= 指示と要件 =
「point: background tree」を含む行から書き始め、「column 273, row 78」を含む行で終える。その範囲をもう一度書き出し、「marker」だけを「pin」に差し替えて、ほかは一切変えない。
------
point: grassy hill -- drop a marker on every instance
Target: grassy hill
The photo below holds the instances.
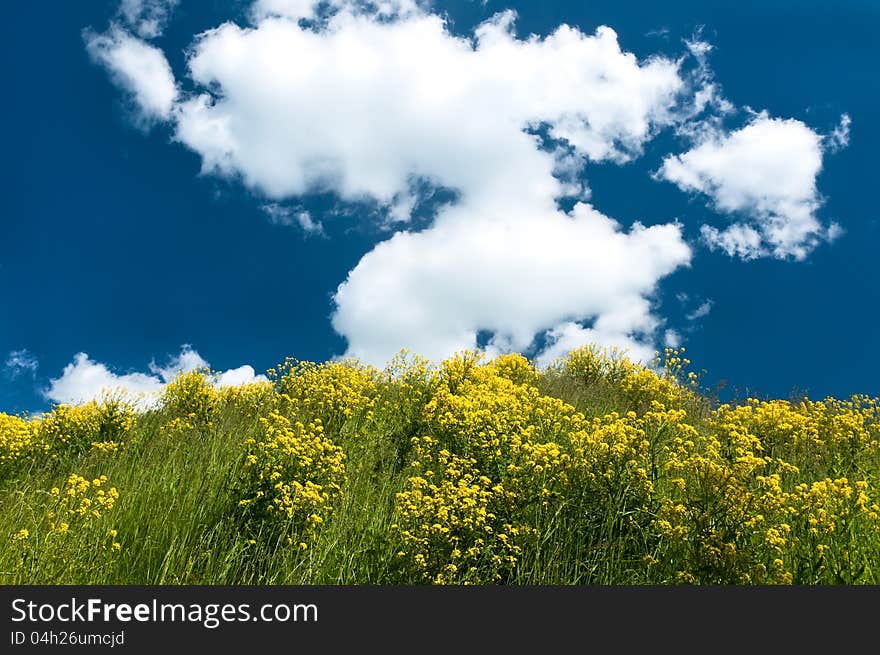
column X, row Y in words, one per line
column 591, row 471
------
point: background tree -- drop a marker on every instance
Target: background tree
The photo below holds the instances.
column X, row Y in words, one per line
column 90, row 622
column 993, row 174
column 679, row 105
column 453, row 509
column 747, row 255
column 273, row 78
------
= 課題の結果 =
point: background tree -- drop a pin on every instance
Target: background tree
The photo below holds the instances.
column X, row Y in words, one per line
column 90, row 622
column 993, row 174
column 679, row 105
column 453, row 509
column 747, row 255
column 273, row 78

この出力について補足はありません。